--- FRAGMENT DOKUMENTU ---
============================================================

Jolanta Lipska: - Nie naraziłam gminy na straty
We wtorek przed sądem pracy była pierwsza sprawa z powództwa Jolanty Lipskiej. Jej pełnomocnik stwierdził, że została rażąco skrzywdzona przez burmistrz.
Jolanta Lipska, była dyrektorka MGOPS-u, stwierdziła że sposób wypowiedzenia jej umowy o pracę - po 25 latach w MGOPS-ie i 30 w urzędzie - jest nie do przyjęcia. - Nie zgadzam się z zarzutami - mówiła. - Domniemywam, że wynikają z niewiedzy. Nie wyobrażam sobie, że mogłabym narazić gminę na jakiekolwiek straty. Tym bardziej że tworzyłam ośrodek od początku.
Jej pełnomocnik stwierdził natomiast, że to zwolnienie było nie tylko rażąco krzywdzące, ale także „zaplanowane i wyrachowane przez włodarza gminy Czersk”. Zapytał swoją klientkę, czy akceptowała nienależne wynagrodzenia, co było jednym z sześciu postawionych jej zarzutów. - Absolutnie nie - odpowiedziała. - Nie akceptowałam żadnych dokumentów finansowych, które byłyby nienależnie naliczone.
Zwolnili, wyprowadzili
Lipska dodała, że nie mogła się odnieść do protokołu z kontroli, bo zaraz po wręczeniu jej wypowiedzenia dyscyplinarnego 15 maja została wyprowadzona przez dwie osoby.
Kluczowa jest Poradnia Leczenia Uzależnień w SP ZOZ i podział środków na tzw. terapię pogłębioną alkoholików. Zarzut: z gminnych funduszy leczono osoby spoza gminy. Obrona: rolą Lipskiej było zapewnienie terapii, a nie pacjentów. Mogło się zdarzyć, że nie było pacjentów, ale najważniejsze, że byli terapeuci gotowi do niesienia pomocy. A co do ewentualnych pacjentów spoza gminy Czersk - Lipska nie miała możliwości poznania ich personaliów, bo dane te kwalifikowano jako wrażliwe.
Lipska zauważyła, że istotny jest też meldunek czasowy. Wyjaśniła, że jako szefowa MGOPS miała wgląd do danych pacjentów kierowanych na leczenie przez pracownika socjalnego lub komisję rozwiązywania problemów alkoholowych. Podpisywali oni wówczas oświadczenia umożliwiające później zebranie informacji, czy faktycznie kontynuują leczenie. Jeżeli nie, składano do sądu wniosek o przymusowe leczenie.
Tomasz Pepliński, pełnomocnik samorządu, wytknął, że MGOPS miał płacić za prowadzenie terapii, a nie gotowość i podał przykład, że od grudnia 2012 do września 2013 r. terapii nie prowadzono, a mimo to Lipska wypłaciła wynagrodzenia i przekazał na to sądowi dokumenty.

============================================================

--- WYKAZ DANYCH ---
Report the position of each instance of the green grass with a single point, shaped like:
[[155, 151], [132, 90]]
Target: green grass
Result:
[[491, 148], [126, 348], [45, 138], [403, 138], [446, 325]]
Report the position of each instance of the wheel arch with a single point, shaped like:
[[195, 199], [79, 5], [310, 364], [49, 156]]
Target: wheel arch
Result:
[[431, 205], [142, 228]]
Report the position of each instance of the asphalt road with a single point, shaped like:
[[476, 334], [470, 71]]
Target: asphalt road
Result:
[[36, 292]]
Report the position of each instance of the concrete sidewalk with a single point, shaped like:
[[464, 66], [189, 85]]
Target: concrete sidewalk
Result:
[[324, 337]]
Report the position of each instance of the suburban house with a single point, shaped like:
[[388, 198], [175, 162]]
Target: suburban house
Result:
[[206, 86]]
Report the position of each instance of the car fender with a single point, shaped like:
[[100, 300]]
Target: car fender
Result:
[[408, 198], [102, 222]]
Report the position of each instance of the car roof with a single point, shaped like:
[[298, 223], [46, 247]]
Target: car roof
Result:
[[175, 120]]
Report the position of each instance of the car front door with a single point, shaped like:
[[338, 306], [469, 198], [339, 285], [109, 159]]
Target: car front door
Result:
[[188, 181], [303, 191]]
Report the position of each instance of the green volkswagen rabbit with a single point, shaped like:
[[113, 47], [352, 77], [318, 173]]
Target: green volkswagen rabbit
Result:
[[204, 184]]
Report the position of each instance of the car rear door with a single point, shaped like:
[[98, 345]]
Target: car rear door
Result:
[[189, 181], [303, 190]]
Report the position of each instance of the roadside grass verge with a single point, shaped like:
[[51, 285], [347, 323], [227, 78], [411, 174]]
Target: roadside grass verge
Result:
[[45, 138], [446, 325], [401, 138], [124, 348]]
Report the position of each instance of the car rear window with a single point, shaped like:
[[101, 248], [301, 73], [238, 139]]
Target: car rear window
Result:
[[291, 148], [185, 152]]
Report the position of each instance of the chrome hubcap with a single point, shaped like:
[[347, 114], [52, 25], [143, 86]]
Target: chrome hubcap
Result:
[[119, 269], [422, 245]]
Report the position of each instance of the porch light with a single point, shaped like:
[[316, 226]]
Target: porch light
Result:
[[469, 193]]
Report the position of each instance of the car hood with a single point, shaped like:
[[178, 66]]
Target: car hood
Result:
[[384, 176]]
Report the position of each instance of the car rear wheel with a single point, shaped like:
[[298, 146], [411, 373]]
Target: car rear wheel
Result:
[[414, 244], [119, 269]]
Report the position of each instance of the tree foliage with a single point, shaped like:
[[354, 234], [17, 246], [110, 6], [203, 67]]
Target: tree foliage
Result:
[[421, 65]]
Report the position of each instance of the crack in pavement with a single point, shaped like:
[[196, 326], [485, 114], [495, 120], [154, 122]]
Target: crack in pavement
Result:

============================================================

--- SZCZEGÓŁY ZADANIA ---
Przekształć w zwięzłą listę akapit tekstu o sprawie Jolanty Lipskiej rozpoczynający się od słów „Kluczowa jest Poradnia Leczenia Uzależnień”. Zachowaj jego główne fakty.

--- ODPOWIEDŹ KOŃCOWA ---
- Sprawa dotyczy Poradni Leczenia Uzależnień w SP ZOZ oraz podziału środków na tzw. terapię pogłębioną alkoholików.
- Zarzut: z gminnych funduszy leczono osoby spoza gminy.
- Obrona: zadaniem Lipskiej było zapewnienie terapii, a nie pacjentów. Jeśli pacjentów brakowało, najważniejsze było to, że terapeuci pozostawali gotowi do niesienia pomocy.
- Lipska nie mogła poznać personaliów ewentualnych pacjentów spoza gminy Czersk, ponieważ dane te kwalifikowano jako wrażliwe.